— Begin RECORDS TO PROCESS —

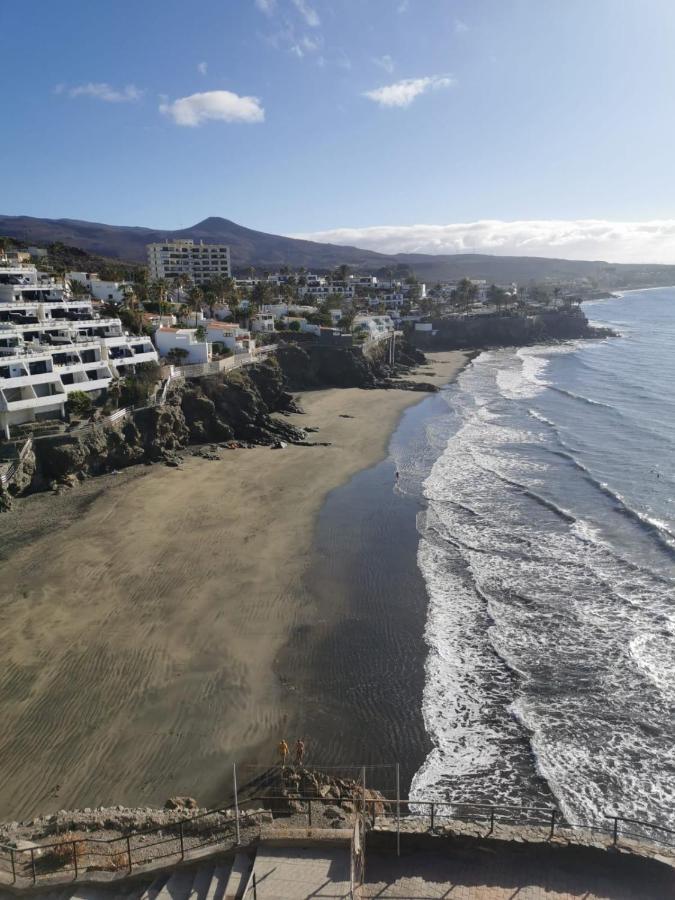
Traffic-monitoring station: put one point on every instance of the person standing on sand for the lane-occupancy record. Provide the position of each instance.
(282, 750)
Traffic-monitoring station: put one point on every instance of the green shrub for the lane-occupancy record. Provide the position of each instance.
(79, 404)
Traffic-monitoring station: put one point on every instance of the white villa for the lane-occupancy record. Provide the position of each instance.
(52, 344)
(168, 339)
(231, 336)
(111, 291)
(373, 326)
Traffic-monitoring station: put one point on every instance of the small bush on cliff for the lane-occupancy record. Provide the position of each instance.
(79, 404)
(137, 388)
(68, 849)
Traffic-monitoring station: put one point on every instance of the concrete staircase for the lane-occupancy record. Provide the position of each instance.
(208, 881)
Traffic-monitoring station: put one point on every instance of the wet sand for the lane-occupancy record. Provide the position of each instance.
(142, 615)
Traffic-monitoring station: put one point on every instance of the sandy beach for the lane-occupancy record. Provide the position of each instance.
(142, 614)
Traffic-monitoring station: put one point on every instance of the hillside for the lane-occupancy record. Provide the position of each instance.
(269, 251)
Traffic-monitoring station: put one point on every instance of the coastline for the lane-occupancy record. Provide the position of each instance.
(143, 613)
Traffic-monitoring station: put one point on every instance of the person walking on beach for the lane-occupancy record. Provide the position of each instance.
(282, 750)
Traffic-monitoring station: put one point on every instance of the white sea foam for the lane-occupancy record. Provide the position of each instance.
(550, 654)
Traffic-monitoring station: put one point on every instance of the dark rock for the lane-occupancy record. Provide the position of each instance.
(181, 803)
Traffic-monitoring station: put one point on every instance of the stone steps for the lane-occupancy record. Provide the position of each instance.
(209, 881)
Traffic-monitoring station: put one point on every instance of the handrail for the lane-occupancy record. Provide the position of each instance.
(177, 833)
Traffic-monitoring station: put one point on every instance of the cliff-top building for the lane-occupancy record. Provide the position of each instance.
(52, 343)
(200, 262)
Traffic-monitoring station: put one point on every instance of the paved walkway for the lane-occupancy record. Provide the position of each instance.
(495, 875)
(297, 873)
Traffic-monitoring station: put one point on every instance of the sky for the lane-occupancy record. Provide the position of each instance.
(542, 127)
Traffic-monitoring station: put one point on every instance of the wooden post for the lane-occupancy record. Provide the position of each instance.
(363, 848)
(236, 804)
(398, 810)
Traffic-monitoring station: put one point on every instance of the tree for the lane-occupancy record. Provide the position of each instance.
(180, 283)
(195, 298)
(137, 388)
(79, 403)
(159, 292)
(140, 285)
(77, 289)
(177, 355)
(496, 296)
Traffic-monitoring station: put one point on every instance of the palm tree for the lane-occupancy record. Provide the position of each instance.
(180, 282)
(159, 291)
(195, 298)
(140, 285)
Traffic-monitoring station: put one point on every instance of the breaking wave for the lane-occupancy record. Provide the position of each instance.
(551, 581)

— End RECORDS TO PROCESS —
— Begin RECORDS TO PROCESS —

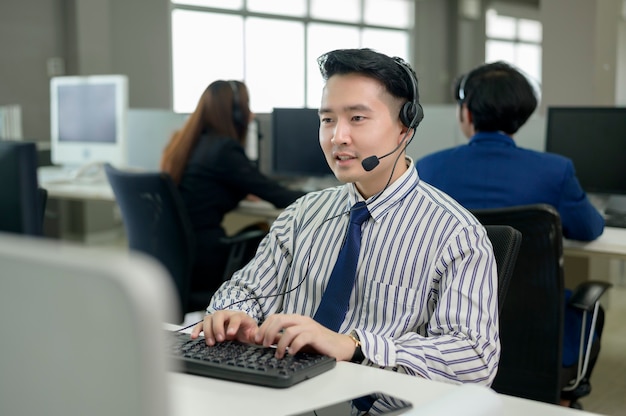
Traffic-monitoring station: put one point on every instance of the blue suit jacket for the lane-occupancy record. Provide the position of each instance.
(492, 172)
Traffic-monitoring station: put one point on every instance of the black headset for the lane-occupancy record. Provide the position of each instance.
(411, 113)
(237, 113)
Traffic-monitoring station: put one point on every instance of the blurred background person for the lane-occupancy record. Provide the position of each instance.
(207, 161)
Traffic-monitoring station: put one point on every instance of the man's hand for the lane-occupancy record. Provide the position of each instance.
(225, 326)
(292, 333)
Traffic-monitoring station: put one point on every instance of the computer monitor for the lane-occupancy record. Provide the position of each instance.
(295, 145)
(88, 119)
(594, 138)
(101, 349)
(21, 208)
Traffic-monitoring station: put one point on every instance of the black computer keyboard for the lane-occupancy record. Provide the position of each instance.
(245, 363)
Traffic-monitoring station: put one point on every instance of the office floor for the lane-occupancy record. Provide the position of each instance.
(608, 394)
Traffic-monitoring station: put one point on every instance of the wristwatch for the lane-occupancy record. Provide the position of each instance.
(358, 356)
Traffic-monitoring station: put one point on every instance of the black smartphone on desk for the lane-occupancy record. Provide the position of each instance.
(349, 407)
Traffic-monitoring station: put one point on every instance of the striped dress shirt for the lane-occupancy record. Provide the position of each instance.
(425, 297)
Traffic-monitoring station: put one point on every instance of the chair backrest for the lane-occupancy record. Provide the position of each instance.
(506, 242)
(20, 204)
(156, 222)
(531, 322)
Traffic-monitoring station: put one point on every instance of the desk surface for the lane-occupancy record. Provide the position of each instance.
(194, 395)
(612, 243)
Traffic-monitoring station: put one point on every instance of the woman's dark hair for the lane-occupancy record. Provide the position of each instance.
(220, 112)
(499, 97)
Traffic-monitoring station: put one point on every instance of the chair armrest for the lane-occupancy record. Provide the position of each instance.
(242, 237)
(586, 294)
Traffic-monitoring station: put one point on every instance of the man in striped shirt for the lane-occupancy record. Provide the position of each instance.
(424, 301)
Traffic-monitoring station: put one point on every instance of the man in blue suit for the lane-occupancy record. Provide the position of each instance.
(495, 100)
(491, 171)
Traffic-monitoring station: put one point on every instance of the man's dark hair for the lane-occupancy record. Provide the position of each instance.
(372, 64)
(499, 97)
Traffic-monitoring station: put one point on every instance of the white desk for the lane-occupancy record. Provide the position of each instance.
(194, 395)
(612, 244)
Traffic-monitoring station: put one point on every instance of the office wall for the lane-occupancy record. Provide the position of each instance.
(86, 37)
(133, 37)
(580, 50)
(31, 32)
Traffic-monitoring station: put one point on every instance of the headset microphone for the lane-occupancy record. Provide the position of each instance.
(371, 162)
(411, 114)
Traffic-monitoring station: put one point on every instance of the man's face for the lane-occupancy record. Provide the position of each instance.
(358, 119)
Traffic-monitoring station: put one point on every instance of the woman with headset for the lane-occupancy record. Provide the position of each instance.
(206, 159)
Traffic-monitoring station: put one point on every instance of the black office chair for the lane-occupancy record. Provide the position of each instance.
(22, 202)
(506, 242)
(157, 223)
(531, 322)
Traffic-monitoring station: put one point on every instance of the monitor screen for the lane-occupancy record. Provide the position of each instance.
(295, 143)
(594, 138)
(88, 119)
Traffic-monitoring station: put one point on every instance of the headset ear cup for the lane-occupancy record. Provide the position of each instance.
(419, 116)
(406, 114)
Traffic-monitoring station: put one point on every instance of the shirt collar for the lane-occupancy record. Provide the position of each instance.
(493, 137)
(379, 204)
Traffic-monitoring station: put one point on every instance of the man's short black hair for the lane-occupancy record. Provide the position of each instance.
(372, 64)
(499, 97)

— End RECORDS TO PROCESS —

• [PROMPT]: Collect every line in the records above that contains "woman", and match case exactly.

• [COMPLETE OUTPUT]:
Traffic-monitoring station: put one point on every instance of the woman's dark hair for the lane-occupancy record. Provide the position of each instance.
Traffic-monitoring station: put one point on every instance of the woman with headset for the lane-occupancy record. Provide the position of each instance.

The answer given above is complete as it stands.